## Task prompt
Without the images, print all the entries below exactly as given.

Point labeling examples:
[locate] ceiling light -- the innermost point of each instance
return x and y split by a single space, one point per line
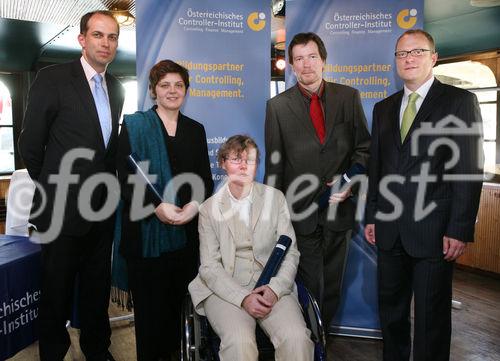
124 17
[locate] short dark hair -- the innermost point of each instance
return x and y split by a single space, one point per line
162 68
237 144
428 36
303 39
84 21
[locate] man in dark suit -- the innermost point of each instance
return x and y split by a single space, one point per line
422 201
75 105
315 131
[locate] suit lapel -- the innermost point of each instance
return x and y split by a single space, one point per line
257 204
82 87
227 212
332 106
396 127
296 105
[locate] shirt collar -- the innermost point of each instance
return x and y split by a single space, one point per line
89 71
248 198
308 94
422 90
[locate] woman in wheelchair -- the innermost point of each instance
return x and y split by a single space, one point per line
238 228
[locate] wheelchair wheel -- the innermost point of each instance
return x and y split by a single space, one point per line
191 335
312 317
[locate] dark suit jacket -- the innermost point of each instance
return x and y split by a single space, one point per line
61 116
456 201
289 131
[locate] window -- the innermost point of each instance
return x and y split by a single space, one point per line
7 164
478 76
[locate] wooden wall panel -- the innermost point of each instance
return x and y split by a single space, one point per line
484 253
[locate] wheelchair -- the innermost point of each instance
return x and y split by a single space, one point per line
200 343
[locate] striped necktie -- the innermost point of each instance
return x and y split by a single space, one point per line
102 105
409 115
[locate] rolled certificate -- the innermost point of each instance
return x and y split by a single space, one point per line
133 160
355 170
274 262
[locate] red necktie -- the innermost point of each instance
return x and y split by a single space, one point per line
317 117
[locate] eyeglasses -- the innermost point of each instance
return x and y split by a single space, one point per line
239 160
401 54
312 58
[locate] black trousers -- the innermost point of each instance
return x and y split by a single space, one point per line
323 256
159 287
429 281
89 256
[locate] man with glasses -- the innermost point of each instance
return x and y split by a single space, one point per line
422 201
315 131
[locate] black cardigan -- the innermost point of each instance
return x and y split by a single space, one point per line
188 153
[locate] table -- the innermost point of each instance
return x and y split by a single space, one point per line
19 293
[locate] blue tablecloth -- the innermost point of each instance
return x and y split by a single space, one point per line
19 293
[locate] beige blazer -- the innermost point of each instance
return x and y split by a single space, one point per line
270 219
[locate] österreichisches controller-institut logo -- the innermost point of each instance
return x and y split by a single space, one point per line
407 18
256 21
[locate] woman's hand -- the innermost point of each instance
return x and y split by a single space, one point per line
256 305
268 294
168 213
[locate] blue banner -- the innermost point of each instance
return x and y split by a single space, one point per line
19 294
359 37
225 46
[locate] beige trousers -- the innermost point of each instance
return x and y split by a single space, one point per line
284 325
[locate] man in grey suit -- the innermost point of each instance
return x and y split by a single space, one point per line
75 105
422 201
315 131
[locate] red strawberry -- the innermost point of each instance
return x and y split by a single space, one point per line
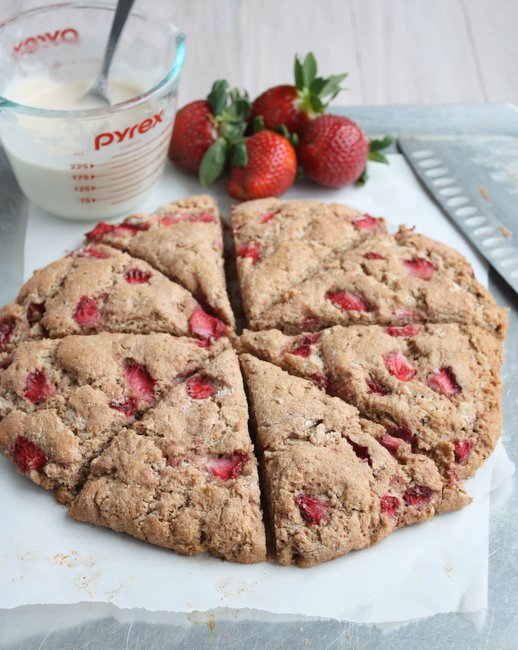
333 151
266 217
87 312
373 256
398 366
204 217
195 130
420 267
463 449
200 387
126 405
27 455
376 387
38 387
366 222
390 443
206 326
443 381
295 106
35 312
347 300
403 330
137 276
321 381
252 250
313 511
207 133
88 251
139 381
270 171
389 505
417 495
124 229
361 451
227 466
7 326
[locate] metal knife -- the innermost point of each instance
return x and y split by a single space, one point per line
452 170
14 212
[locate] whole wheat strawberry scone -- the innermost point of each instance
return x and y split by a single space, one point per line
304 266
120 390
330 486
436 387
183 240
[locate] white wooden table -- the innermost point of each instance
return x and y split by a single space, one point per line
396 51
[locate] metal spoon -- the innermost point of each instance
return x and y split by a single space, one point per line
100 89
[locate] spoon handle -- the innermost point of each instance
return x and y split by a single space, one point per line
121 13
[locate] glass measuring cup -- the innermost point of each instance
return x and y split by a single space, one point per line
88 163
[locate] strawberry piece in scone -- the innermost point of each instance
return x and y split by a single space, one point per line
99 288
436 387
61 401
313 265
183 240
330 486
185 475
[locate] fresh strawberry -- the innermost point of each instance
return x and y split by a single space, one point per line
252 250
389 505
295 106
420 267
139 381
463 449
200 387
398 366
444 381
270 170
195 130
27 455
391 443
207 134
89 252
126 405
376 387
417 495
87 312
361 451
123 229
313 511
137 276
227 466
347 301
333 151
38 387
205 326
7 327
403 330
373 256
366 222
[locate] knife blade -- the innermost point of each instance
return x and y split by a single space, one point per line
14 212
481 208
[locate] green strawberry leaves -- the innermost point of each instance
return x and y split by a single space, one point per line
230 109
315 93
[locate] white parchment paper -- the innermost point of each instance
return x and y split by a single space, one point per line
439 566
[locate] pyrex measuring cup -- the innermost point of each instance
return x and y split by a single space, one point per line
96 162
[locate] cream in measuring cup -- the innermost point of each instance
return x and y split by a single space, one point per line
73 158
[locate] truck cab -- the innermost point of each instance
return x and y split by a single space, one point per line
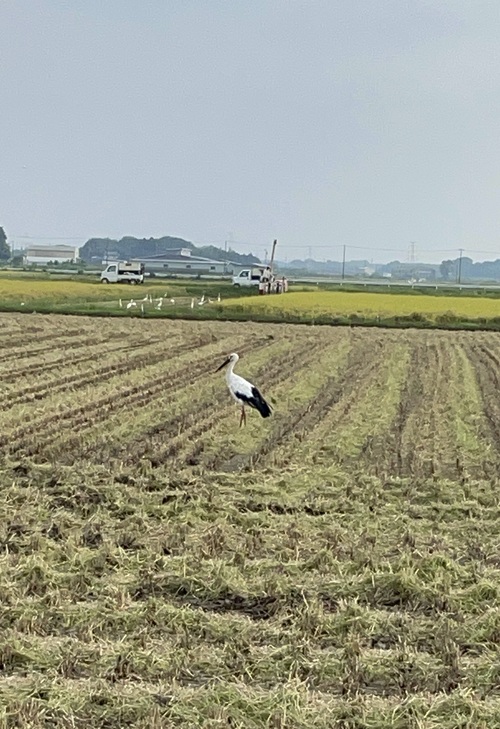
251 276
130 272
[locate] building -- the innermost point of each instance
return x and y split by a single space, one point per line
181 261
41 255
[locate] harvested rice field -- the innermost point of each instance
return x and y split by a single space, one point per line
335 565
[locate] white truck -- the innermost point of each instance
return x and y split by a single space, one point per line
251 276
131 272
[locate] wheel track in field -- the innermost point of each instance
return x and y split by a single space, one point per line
100 410
390 457
66 361
339 390
183 427
23 342
486 364
100 375
279 370
428 441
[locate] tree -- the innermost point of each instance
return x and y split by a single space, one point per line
446 269
4 246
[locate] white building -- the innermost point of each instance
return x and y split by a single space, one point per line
41 255
181 261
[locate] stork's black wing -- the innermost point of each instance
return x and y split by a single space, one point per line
255 401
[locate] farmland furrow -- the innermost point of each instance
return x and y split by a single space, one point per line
201 414
429 442
189 447
352 428
92 350
100 410
390 458
486 364
100 375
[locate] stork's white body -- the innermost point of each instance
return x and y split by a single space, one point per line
243 392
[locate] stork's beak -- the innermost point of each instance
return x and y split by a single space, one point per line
223 364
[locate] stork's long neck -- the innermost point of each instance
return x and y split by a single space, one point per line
229 371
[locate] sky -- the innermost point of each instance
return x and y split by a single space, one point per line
370 124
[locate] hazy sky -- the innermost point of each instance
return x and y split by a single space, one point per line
369 123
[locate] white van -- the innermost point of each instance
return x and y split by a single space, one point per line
251 276
131 272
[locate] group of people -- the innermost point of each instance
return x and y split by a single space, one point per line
273 285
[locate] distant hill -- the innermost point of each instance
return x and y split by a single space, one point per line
98 249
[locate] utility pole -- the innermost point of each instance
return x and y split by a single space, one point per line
460 266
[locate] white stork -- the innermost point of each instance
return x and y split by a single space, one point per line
243 392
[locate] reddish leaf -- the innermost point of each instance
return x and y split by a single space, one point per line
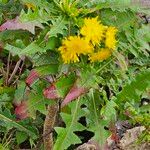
74 93
1 46
21 111
51 92
32 77
16 24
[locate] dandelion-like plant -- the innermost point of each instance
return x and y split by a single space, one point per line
95 40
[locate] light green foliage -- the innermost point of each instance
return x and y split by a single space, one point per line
98 118
129 99
9 122
133 90
114 87
66 136
58 27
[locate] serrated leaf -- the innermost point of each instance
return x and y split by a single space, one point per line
9 121
133 90
31 49
47 69
66 136
58 27
21 137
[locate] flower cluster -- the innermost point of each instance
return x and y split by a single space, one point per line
95 40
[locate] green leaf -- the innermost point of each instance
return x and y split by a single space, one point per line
20 91
66 136
133 90
64 84
6 118
21 137
97 119
47 69
58 27
31 49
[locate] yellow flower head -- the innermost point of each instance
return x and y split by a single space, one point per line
93 30
72 47
100 56
110 41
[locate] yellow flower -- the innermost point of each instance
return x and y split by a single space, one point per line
93 30
110 41
72 47
100 56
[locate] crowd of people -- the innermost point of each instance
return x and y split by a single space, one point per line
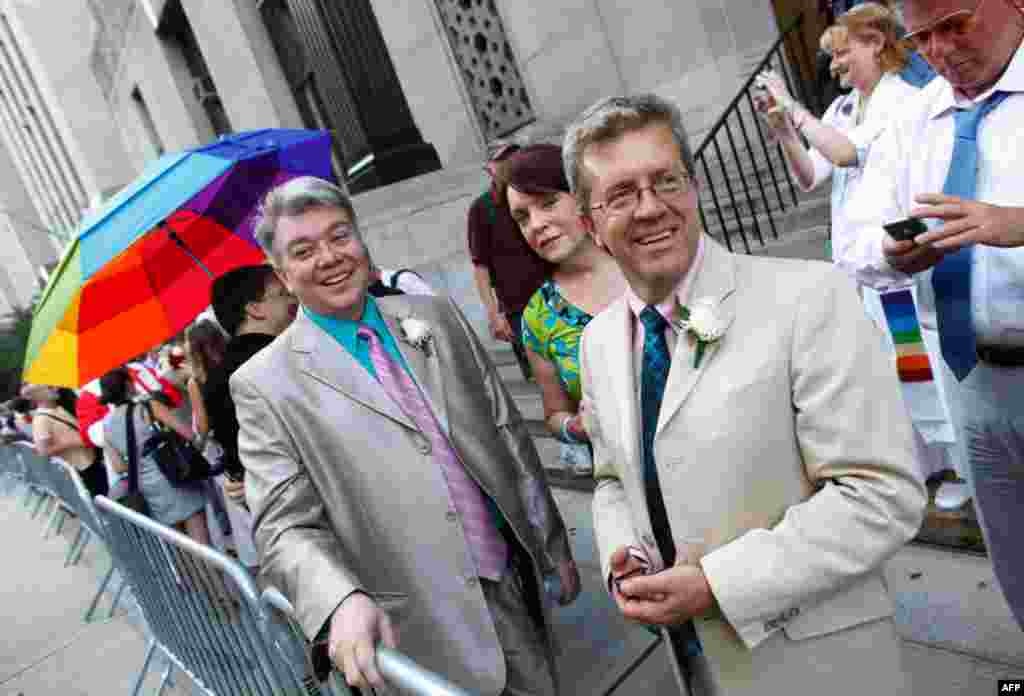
760 430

## Exercise answer
[locate] ceiling light -- the innermost point of each instance
return x and y split by a single space, one point per line
124 17
[locate] short dark hair -- the innermost point of each instance
return x and y split by a single space, one point per line
162 68
237 144
428 36
303 39
84 21
[locate] man in dark suit -- the innermost point of each instance
return x and y split by a single space, one point per line
422 201
75 105
315 131
[locate] suit lapel -- the innermost point of each instance
return x and y split by a single space, one point per line
257 204
82 87
227 212
332 106
396 127
296 105
[locate] shirt collar -- the innermost point of each instance
return x and y split by a single space, one point per line
89 71
248 198
308 94
422 90
[locate] woman in wheelchair -- the innermost point of each instance
return x and y split by a single space, one point per line
238 228
[locate] wheelchair wheel -- the innermost point of each instance
return x and y split by a single space, one point per line
191 335
312 317
[locate] dark suit jacket -- the innermost point of each instance
return x and y split by a single space, one point per line
61 116
456 201
289 131
[locate] window -- the innermost point of each instance
return x and y split by a single space, one point per line
7 164
478 76
[locate] wooden wall panel -- the innermost point of each instance
return x and y split by a single space, one point per line
484 253
[locate] wheelchair -- the innermost point of each instance
return x and y split by a single space, one point per line
200 343
[locate] striped necktie -- the innermost point of each instance
return x and y split by a single space, one point per line
102 105
409 115
[locate] rolled certificate -- the innermost point of each instance
return x and y split by a single space, one point per line
133 160
355 170
274 262
[locate] red necktie -- the innermost point of each instance
return x and y split by a single space, one point per line
317 117
[locate] eyeglasses -- the innermost point of each instance
return x and y split by a single space, one point per line
239 160
401 54
312 58
[locate] black trousers -- the innermost point of each instance
return x and y split by a single space, one point per line
323 256
159 287
429 281
89 256
[locate] man with glasses -- the innermost point of each instance
return x and y split by a single space, one point per line
422 201
315 131
[locate] black cardigan -- the innermost point of each instance
return x and y split by a single space, one point per line
188 153
[locate] table -- the innermost point of each instance
return x and y split by a single space, one point per line
19 293
[locate] blue tablecloth -- the innermost point of each instance
return x and y split by a single space, one point per line
19 293
[locate] beige blazer -- the innermost point of each instance
return x and y split by a single space, one point per line
270 219
[locate] österreichisches controller-institut logo -- the innermost point of each instance
return x and y split by a single space, one point per line
407 18
256 21
[locate] woman's hand -- the innermost point of each instance
return x and y split by a single space, one point per line
256 305
268 294
168 213
[locate] blue banner -- the innermost point of each instance
return x and y split by a single space, one point per line
19 294
359 37
225 46
[locate] beige trousers -- the innermost point of each instance
return x and y split by a single space, one point per line
284 325
[locate] man in grey suit -- the innermost point of each instance
return x and y split by a single space, one point per line
75 105
422 201
315 131
[locate] red strawberry -- the innermost point of each instance
return x and y split by a single space, one point per line
333 151
266 217
87 312
373 256
398 366
204 217
195 130
420 267
463 449
200 387
126 405
27 455
376 387
38 387
366 222
390 443
206 326
443 381
295 106
35 312
347 300
403 330
137 276
321 381
252 250
313 511
207 133
88 251
139 381
270 171
389 505
417 495
124 229
361 451
227 466
7 326
[locate] metal knife -- the innermost point of each instance
return x and y split by a single space, one point per line
452 170
14 212
[locate] whole wheat strawberry scone -- the innermost point of each instance
return x and y split by a single space, one point per line
304 266
120 390
330 486
436 387
183 240
[locate] white wooden table -- the innermost point of each instance
return x and y split by a single space, one point per line
396 51
[locate] metal spoon -- the innermost point of each instance
return x and y split by a single space, one point per line
100 89
[locate] spoon handle -- the innermost point of each instance
return x and y split by a single space, one point per line
121 13
[locate] glass measuring cup -- the innermost point of each instance
return x and y split by a single space, one point per line
88 163
[locate] strawberry piece in scone -- the innermost point of each instance
return x and y split by a single space, one point per line
99 288
436 387
61 401
313 265
183 240
330 486
185 475
[locate] fresh strawberry -- the innermost point of each instance
return x and y split by a single space, one point per line
252 250
389 505
295 106
420 267
139 381
463 449
200 387
398 366
444 381
270 170
195 130
27 455
391 443
207 134
89 252
126 405
376 387
417 495
87 312
361 451
123 229
313 511
137 276
227 466
347 301
333 151
38 387
205 326
7 327
403 330
373 256
366 222
[locate] knife blade -- the innermost point of each instance
return x and y split by a single space, one point per line
14 212
481 208
[locate] green strawberry leaves -- the innermost point of each instance
return x and y split by a single space, one point per line
230 109
315 93
[locate] white parchment paper -- the innermost point of each instance
return x and y split by a single space, one point per line
439 566
[locate] pyrex measuring cup -- the innermost point of each instance
return x and y split by a single space, one point per line
96 162
[locate] cream in measuring cup -- the innermost point of each instance
return x and y split by a single space, one point per line
73 158
[locate] truck cab -- the innermost point of each instance
return x and y split by a single space, one point per line
251 276
130 272
[locate] building -- the innermost point of each instance
return x and y split by a single space, one point per line
181 261
41 255
[locate] harvested rice field -- the innermost point of each instance
return x and y split by a single space, one point per line
335 565
[locate] white truck -- the innermost point of each instance
return x and y split by a single space, one point per line
251 276
131 272
[locate] wheel track in field -- the innermost point of each instance
return x and y split by a single space, one point per line
100 410
390 457
66 361
339 390
183 427
23 342
486 364
100 375
279 370
428 441
[locate] tree -- the innermost point of each instance
return x and y split by a single space, one point per line
446 269
4 246
[locate] white building -- the innermost point of each instance
return x and y split by a single space, one point per line
41 255
181 261
[locate] stork's black wing -- the innermost point of each instance
return x and y split by a single space, one point per line
255 401
[locate] farmland furrow -- the innermost point of each instance
return x and y split by a single space, one point per line
201 414
429 442
189 447
352 428
92 350
100 410
390 458
486 364
100 375
[locate] stork's white body -- the innermost point of each instance
return x and y split by a single space, one point per line
243 392
[locate] stork's beak -- the innermost point of each instance
return x and y split by a single space, one point per line
223 364
[locate] stork's long neck -- the innermost point of each instance
return x and y split by a single space, one point per line
229 371
[locate] sky -- the innermost point of each instance
return x and y split by a single space, one point per line
370 124
[locate] hazy sky -- the innermost point of each instance
return x and y split by a single space, one point per line
369 123
[locate] white van -- the innermost point of each instance
return x and y split by a single space, one point per line
251 276
131 272
[locate] group of people -- the innermost point of each instance
return x and y split by a single space, one point per line
273 285
[locate] distant hill -- the innermost point of each instance
return x and y split by a single space, one point per line
98 249
[locate] utility pole -- the innermost point of each instance
return x and y split by a single space, one point per line
460 266
[locate] white stork -- the innermost point of each instance
return x and y split by a single space, one point per line
243 392
[locate] reddish leaf -- the innermost point of each instance
return x and y split by a single space, one point per line
74 93
1 46
21 111
51 92
32 77
16 24
[locate] dandelion-like plant -- the innermost point of each instance
return x and y split by a single space, one point per line
95 40
[locate] light green foliage -- the innermost point of each instance
return x and y split by a single space, one point per line
98 118
129 99
9 122
133 90
114 87
66 136
58 27
[locate] serrated leaf -- the innermost point of each instance
return x and y split by a single space, one point per line
9 121
133 90
31 49
47 69
66 136
58 27
21 137
[locate] flower cluster -- the innermost point of each instance
return x and y split by a single space, one point per line
95 40
[locate] green leaf -- the innermost point of each instance
return x and y split by a single space, one point per line
20 91
66 136
133 90
64 84
6 118
21 137
97 119
47 69
58 27
31 49
[locate] yellow flower head -- the innermost point of each instance
return x and y split by a single space, one point per line
93 30
72 47
100 56
110 41
[locate] yellow flower -- the innermost point of each instance
return x and y split by a single space, one point per line
93 30
110 41
72 47
100 56
[locate] crowd of people -- the innermost point of each instance
return x and y split by a single space, one point per line
760 430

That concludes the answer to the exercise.